| Teks |
Jakarta (ANTARA News) - Calon Presiden M Jusuf Kalla mengatakan ia hanya mengungkapkan soal situasi dan fakta selama proses perdamaian di Aceh.

"Kita hanya berbicara sesuai situasi dan fakta soal perdamaian Aceh bukan soal etis dan tidak etis," kata Kalla usai bertemu MUI di Jakarta, Selasa.

Sebelumnya Ketua Dewan Pakar Tim Kampanye Nasional SBY-Boediono, Bara Hasibuan, menilai Kalla telah melanggar etika bernegara karena mengungkapkan perannya dalam proses perdamaian di Aceh.

Pada kampanye dialogis di Banda Aceh, Sabtu (13/6), walaupun tak menyebut nama, Kalla menggambarkan penolakkan presiden untuk menandatangani setiap masalah yang dirundingkan dalam perjanjian damai Helsinki.

Kalla juga mengatakan, Yudhoyono hanya manggut-manggut setiap dilaporkan perkembangan proses perdamaian Aceh tanpa pernah memberikan pengarahan.

| Permintaan Tertulis A |
Kembalikan persis bagian berita tentang perdamaian Aceh di atas, mulai dari kata-kata yang memuat "Jakarta (ANTARA News)" dan berhenti setelah "pernah memberikan pengarahan.".

| Data yang Disediakan |
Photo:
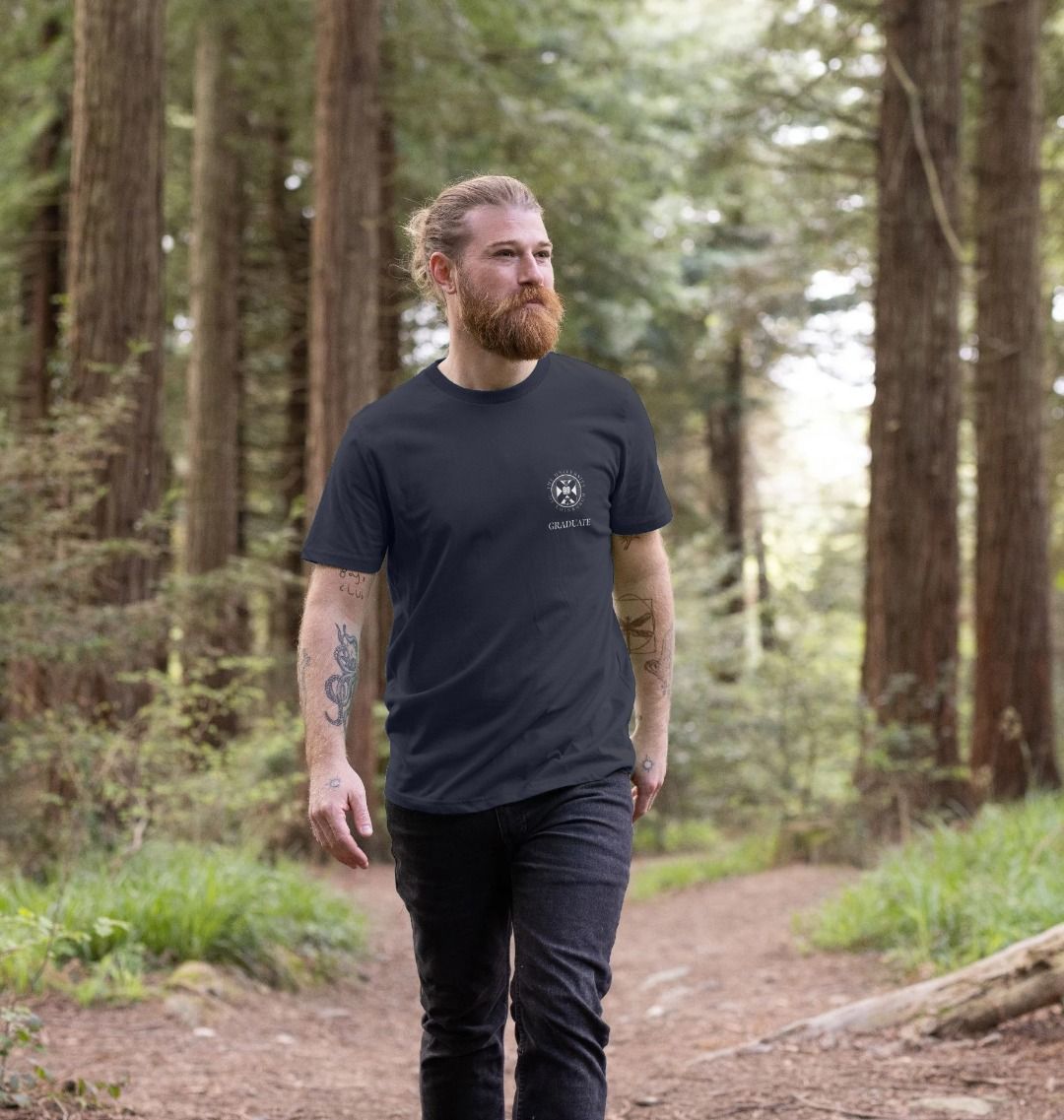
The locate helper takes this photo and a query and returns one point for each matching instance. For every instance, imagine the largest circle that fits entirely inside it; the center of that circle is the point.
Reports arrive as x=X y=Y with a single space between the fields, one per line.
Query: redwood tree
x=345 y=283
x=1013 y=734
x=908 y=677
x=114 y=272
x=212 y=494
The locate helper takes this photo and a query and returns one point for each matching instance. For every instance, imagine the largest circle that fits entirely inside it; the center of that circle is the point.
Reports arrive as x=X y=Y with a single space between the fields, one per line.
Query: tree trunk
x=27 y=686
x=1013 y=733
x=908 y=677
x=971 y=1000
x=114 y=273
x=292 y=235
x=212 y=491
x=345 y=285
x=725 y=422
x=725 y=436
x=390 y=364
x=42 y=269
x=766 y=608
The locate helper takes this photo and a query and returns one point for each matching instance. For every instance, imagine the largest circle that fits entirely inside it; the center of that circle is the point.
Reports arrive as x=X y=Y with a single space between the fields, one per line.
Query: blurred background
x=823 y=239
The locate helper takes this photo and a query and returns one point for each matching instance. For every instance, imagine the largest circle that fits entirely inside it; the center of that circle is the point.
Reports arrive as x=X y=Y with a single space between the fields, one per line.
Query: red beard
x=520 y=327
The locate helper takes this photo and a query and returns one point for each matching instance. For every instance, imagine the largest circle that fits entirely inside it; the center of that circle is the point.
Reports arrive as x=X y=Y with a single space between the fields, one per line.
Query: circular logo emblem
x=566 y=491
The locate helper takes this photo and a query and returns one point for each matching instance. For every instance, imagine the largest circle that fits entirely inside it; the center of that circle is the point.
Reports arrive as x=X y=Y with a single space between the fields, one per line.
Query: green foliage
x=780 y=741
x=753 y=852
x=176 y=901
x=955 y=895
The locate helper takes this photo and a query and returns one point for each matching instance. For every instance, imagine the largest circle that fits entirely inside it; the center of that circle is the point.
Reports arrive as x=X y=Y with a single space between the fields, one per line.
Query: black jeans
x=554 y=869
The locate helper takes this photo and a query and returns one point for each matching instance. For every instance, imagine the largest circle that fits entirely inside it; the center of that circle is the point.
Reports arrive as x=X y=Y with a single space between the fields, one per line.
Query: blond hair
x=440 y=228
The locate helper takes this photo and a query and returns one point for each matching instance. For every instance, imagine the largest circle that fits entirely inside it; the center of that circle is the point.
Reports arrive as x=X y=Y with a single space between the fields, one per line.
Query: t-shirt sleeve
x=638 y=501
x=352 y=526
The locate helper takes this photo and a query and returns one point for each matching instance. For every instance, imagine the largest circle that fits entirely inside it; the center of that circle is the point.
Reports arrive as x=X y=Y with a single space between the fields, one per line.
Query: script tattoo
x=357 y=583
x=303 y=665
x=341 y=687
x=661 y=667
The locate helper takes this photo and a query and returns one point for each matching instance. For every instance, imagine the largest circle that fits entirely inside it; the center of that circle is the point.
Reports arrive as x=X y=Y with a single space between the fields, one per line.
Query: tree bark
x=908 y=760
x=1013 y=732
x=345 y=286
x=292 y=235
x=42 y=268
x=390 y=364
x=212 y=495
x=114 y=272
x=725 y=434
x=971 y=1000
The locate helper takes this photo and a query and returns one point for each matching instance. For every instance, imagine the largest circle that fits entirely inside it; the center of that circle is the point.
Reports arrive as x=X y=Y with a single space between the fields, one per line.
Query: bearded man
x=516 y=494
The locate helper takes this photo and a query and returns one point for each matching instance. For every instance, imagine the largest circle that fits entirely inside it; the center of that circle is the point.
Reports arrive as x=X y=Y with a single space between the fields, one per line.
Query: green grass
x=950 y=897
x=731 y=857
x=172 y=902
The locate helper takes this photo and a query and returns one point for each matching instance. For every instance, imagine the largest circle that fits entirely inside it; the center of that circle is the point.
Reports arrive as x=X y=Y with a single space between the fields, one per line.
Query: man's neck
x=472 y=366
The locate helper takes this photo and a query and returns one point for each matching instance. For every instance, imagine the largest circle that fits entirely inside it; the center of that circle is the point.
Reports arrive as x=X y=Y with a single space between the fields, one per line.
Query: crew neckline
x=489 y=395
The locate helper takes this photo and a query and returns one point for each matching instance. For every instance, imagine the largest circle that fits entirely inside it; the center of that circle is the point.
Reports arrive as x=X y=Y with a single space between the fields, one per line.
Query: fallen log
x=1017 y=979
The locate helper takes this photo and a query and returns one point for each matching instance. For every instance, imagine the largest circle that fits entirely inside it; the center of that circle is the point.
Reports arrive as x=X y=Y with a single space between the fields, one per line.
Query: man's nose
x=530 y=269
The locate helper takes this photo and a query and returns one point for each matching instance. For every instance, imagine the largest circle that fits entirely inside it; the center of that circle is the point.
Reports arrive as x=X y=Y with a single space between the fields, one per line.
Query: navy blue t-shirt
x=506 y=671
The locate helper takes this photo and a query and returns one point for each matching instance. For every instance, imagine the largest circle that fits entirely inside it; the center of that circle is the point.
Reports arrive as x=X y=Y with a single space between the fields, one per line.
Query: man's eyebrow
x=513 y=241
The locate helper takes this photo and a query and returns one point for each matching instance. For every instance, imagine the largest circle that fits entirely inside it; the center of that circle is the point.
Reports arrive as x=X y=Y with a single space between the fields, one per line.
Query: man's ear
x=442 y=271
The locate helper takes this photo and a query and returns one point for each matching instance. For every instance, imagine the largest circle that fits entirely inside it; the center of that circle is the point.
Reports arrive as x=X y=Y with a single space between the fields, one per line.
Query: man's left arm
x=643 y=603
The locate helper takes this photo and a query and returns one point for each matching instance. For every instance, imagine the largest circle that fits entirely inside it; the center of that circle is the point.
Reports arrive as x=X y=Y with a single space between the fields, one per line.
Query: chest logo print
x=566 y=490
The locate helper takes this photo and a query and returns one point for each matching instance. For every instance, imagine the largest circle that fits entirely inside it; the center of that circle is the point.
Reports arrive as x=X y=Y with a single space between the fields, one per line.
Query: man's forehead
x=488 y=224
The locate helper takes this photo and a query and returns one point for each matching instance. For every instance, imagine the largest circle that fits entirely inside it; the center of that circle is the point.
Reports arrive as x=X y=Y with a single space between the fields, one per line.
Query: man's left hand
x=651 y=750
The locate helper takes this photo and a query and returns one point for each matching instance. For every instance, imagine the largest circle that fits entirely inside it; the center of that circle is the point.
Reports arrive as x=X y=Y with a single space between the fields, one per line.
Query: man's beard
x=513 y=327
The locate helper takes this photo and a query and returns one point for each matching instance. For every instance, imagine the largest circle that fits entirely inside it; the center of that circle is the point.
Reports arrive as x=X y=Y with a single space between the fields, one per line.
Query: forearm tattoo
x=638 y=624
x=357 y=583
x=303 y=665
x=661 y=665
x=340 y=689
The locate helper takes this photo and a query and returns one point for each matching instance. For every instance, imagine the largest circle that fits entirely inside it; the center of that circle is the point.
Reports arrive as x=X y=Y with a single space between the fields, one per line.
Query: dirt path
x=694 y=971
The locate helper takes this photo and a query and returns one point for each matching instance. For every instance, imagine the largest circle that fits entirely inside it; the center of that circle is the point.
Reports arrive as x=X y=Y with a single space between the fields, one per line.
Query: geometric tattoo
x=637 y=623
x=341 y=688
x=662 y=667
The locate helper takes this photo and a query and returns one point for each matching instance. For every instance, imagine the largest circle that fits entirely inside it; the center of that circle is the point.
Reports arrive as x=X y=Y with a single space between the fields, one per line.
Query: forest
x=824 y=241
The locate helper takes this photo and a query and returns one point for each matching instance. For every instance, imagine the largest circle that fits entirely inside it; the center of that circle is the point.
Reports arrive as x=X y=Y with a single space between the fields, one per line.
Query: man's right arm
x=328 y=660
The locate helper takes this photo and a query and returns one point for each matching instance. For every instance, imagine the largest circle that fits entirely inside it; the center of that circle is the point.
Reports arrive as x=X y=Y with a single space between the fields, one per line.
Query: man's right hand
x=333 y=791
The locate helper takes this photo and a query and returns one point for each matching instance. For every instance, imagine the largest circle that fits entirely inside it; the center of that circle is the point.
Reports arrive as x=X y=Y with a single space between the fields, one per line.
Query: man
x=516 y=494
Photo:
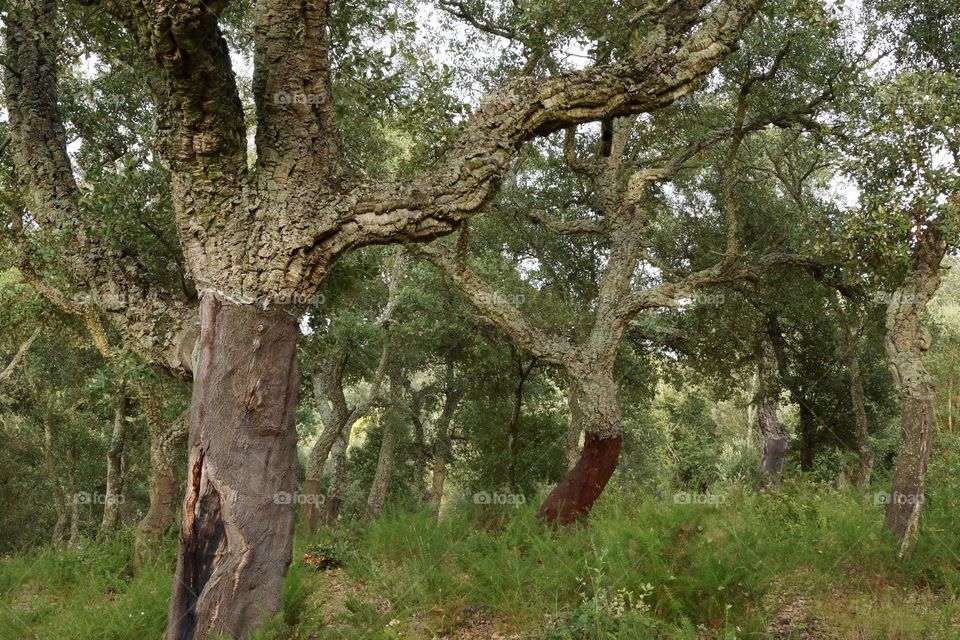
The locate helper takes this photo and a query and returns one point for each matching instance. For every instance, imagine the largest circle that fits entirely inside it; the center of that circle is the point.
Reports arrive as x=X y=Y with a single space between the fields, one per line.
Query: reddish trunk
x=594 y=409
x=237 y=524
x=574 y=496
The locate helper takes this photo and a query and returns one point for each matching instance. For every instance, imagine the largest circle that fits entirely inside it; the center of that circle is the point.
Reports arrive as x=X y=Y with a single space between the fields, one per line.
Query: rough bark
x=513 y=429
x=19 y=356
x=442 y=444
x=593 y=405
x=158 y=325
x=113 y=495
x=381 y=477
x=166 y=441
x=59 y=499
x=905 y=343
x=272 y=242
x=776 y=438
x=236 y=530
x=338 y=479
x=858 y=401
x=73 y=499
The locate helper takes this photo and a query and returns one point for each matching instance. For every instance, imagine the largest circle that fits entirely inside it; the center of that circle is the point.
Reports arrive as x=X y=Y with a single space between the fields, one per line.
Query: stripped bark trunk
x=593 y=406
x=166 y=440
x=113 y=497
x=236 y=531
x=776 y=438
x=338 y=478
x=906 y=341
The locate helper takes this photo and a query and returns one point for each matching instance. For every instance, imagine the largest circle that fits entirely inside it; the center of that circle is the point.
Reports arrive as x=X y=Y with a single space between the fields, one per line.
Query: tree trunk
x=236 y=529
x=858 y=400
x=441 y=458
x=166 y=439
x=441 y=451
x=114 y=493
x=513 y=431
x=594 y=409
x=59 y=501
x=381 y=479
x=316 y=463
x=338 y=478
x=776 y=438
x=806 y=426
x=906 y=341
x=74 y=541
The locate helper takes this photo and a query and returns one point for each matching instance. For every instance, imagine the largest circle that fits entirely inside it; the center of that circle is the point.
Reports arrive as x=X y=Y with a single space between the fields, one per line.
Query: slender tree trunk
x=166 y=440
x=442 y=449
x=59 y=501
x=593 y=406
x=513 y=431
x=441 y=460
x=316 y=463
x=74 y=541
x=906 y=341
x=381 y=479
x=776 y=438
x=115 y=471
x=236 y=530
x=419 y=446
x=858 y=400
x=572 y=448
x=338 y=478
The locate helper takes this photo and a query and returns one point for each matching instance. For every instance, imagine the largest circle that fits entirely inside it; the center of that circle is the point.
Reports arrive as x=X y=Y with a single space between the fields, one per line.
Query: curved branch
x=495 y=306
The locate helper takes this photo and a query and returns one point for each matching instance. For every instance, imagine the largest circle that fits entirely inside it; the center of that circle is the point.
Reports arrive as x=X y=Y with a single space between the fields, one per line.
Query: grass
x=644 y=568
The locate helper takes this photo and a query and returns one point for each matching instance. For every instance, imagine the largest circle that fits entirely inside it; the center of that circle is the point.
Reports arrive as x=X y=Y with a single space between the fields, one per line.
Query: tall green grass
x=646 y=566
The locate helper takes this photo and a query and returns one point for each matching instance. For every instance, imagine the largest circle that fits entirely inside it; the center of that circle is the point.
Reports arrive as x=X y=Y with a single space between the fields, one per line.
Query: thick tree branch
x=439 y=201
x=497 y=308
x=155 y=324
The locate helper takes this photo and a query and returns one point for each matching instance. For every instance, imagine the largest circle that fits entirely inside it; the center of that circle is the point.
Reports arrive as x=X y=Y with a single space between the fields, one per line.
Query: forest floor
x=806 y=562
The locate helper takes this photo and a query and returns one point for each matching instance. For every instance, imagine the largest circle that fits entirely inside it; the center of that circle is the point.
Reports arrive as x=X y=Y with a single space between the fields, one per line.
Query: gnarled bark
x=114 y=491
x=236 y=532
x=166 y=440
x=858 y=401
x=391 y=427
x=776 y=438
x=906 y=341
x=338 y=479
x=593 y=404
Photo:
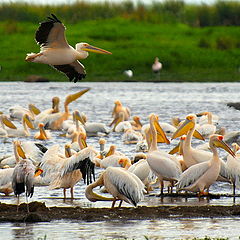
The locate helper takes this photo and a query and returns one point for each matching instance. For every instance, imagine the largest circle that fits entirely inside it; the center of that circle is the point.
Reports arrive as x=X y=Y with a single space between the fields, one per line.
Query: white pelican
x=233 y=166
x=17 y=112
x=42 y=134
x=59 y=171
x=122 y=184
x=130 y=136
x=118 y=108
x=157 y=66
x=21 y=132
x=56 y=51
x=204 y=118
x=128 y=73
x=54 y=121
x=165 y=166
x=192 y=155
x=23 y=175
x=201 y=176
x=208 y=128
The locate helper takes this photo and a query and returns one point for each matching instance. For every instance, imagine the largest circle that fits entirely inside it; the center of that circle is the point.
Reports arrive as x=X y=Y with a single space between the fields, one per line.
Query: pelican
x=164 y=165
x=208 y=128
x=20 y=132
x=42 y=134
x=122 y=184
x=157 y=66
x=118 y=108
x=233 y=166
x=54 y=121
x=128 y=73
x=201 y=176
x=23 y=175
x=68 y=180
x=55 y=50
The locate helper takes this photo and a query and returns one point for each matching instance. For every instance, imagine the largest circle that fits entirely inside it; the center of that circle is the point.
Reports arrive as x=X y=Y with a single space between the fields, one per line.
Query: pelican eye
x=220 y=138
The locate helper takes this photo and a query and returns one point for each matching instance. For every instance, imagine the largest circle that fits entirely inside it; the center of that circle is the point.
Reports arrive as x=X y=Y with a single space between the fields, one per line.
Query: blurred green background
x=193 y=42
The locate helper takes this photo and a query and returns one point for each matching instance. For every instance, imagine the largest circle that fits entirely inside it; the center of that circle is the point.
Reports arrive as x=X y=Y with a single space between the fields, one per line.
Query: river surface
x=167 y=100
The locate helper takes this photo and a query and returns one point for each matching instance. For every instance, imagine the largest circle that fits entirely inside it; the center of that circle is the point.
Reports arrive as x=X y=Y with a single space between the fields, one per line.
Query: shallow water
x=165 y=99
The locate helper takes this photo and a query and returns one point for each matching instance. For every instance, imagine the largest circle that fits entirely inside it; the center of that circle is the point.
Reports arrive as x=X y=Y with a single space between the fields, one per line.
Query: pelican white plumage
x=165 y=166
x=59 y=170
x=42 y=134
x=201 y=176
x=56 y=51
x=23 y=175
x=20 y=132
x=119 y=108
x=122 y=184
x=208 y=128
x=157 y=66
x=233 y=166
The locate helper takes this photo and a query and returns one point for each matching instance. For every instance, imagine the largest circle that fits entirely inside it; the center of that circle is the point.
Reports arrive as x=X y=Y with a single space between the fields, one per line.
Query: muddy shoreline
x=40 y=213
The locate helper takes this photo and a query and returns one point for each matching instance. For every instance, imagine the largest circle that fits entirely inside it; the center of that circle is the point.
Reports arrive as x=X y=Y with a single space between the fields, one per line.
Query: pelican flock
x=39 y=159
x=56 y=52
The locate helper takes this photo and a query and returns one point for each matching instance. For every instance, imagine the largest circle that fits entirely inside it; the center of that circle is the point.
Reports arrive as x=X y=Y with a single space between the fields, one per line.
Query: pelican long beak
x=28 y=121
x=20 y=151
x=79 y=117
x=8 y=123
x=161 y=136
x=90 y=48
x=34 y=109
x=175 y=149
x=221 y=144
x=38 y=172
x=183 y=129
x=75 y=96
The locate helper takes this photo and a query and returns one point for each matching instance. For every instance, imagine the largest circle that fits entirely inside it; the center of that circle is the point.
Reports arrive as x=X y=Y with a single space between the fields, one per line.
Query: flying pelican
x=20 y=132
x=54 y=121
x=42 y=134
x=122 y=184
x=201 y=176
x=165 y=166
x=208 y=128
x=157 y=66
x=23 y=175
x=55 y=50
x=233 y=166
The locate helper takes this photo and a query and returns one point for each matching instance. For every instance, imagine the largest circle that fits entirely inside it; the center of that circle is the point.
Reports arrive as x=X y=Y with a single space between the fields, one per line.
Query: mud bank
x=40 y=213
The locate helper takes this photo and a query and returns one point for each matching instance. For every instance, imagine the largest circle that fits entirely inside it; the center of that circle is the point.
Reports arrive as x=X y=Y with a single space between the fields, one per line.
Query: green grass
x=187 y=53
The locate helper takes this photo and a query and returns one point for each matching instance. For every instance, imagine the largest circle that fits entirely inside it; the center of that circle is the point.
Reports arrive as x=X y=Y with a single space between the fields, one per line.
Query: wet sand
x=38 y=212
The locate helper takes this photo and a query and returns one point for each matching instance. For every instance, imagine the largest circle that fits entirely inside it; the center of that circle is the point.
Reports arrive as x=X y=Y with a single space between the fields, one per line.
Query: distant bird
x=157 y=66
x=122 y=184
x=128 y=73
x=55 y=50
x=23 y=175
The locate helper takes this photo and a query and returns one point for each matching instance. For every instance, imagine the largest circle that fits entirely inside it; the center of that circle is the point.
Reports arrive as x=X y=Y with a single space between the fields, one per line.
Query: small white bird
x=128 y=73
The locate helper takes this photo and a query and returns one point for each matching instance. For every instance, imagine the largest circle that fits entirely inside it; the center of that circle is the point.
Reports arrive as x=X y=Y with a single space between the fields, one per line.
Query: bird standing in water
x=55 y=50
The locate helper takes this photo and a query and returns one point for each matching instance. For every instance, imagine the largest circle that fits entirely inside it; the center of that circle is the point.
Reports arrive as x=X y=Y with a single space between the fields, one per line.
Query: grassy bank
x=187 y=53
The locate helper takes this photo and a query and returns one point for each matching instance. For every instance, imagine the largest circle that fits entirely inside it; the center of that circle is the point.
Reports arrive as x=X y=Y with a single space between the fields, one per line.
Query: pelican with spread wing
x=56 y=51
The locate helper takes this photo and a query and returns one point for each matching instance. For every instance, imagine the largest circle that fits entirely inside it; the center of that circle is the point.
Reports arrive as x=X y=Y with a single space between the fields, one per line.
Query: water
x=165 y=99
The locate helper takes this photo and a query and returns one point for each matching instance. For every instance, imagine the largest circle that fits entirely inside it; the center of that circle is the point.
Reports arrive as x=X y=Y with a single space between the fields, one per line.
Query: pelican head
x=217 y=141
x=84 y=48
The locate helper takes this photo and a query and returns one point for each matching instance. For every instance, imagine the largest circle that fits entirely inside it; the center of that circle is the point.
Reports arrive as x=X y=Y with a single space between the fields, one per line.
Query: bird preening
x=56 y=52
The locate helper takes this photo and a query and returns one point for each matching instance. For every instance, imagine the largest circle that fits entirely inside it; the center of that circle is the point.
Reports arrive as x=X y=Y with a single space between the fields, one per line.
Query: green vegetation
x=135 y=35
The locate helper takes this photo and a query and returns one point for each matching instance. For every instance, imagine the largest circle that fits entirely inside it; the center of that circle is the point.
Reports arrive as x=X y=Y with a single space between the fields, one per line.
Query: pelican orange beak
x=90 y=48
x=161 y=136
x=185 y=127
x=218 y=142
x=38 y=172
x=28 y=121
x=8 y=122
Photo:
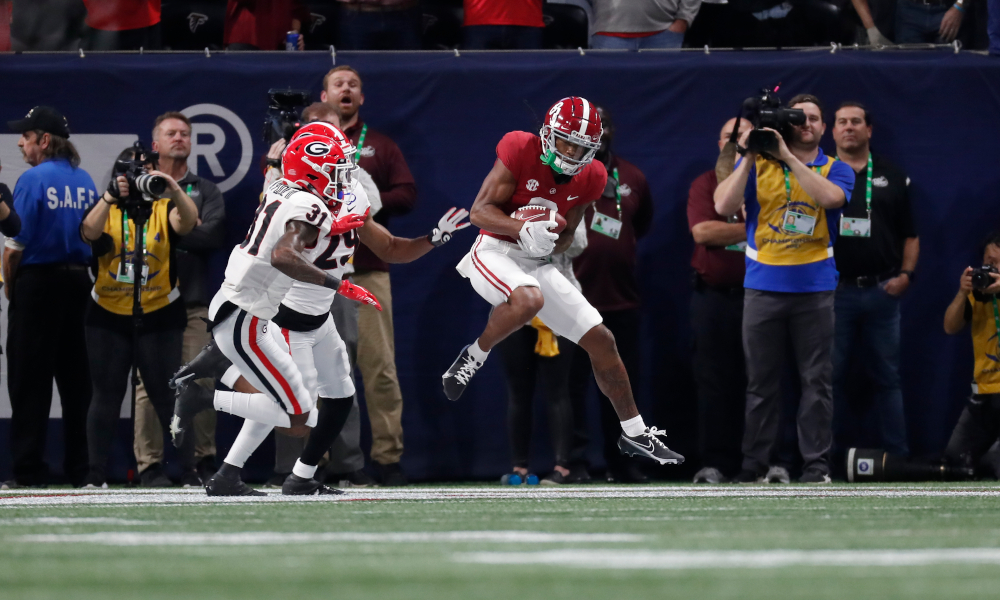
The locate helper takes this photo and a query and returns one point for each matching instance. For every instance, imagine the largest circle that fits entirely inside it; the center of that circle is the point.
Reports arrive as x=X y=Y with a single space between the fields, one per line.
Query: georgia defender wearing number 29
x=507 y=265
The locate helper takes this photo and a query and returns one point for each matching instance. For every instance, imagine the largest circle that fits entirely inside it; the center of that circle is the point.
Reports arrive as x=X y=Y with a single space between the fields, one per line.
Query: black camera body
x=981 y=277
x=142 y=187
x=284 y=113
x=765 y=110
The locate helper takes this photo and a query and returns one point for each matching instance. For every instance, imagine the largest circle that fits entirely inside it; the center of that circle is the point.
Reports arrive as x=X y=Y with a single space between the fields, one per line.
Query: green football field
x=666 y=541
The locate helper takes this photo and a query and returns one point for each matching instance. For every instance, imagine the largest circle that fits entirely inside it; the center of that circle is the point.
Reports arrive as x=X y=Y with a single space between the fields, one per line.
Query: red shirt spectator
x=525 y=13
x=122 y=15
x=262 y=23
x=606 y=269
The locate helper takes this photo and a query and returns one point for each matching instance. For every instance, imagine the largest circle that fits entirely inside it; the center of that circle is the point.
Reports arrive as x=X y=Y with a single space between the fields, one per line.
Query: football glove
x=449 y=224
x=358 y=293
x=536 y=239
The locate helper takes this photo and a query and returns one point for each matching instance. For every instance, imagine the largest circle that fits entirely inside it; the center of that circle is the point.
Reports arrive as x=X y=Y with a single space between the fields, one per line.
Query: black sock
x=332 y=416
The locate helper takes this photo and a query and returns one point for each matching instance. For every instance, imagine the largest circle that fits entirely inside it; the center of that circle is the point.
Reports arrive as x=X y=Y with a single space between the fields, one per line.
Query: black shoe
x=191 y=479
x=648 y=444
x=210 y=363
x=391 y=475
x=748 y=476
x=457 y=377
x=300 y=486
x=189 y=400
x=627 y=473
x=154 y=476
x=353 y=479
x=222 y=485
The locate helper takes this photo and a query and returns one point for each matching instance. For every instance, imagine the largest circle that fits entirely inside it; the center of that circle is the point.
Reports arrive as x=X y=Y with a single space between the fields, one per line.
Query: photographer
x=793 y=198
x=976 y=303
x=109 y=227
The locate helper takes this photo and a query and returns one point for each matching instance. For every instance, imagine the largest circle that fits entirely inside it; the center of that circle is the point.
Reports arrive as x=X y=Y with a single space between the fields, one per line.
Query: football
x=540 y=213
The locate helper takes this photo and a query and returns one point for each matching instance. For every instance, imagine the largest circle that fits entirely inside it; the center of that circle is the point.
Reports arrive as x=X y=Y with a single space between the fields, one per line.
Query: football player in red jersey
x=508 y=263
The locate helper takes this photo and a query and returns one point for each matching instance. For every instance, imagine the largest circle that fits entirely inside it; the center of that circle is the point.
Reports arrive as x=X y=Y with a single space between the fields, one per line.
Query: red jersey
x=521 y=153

| Permintaan Tertulis B |
Pilih setiap baris dari entri di atas yang memuat kata "trunk", dengan memperhatikan perbedaan huruf besar dan kecil.

| Jawaban Latihan A |
Jakarta (ANTARA News) - Calon Presiden M Jusuf Kalla mengatakan ia hanya mengungkapkan soal situasi dan fakta selama proses perdamaian di Aceh.

"Kita hanya berbicara sesuai situasi dan fakta soal perdamaian Aceh bukan soal etis dan tidak etis," kata Kalla usai bertemu MUI di Jakarta, Selasa.

Sebelumnya Ketua Dewan Pakar Tim Kampanye Nasional SBY-Boediono, Bara Hasibuan, menilai Kalla telah melanggar etika bernegara karena mengungkapkan perannya dalam proses perdamaian di Aceh.

Pada kampanye dialogis di Banda Aceh, Sabtu (13/6), walaupun tak menyebut nama, Kalla menggambarkan penolakkan presiden untuk menandatangani setiap masalah yang dirundingkan dalam perjanjian damai Helsinki.

Kalla juga mengatakan, Yudhoyono hanya manggut-manggut setiap dilaporkan perkembangan proses perdamaian Aceh tanpa pernah memberikan pengarahan.

| Jawaban Latihan B |
Query: tree trunk
Query: reddish trunk
Query: stripped bark trunk
Query: tree trunk
Query: slender tree trunk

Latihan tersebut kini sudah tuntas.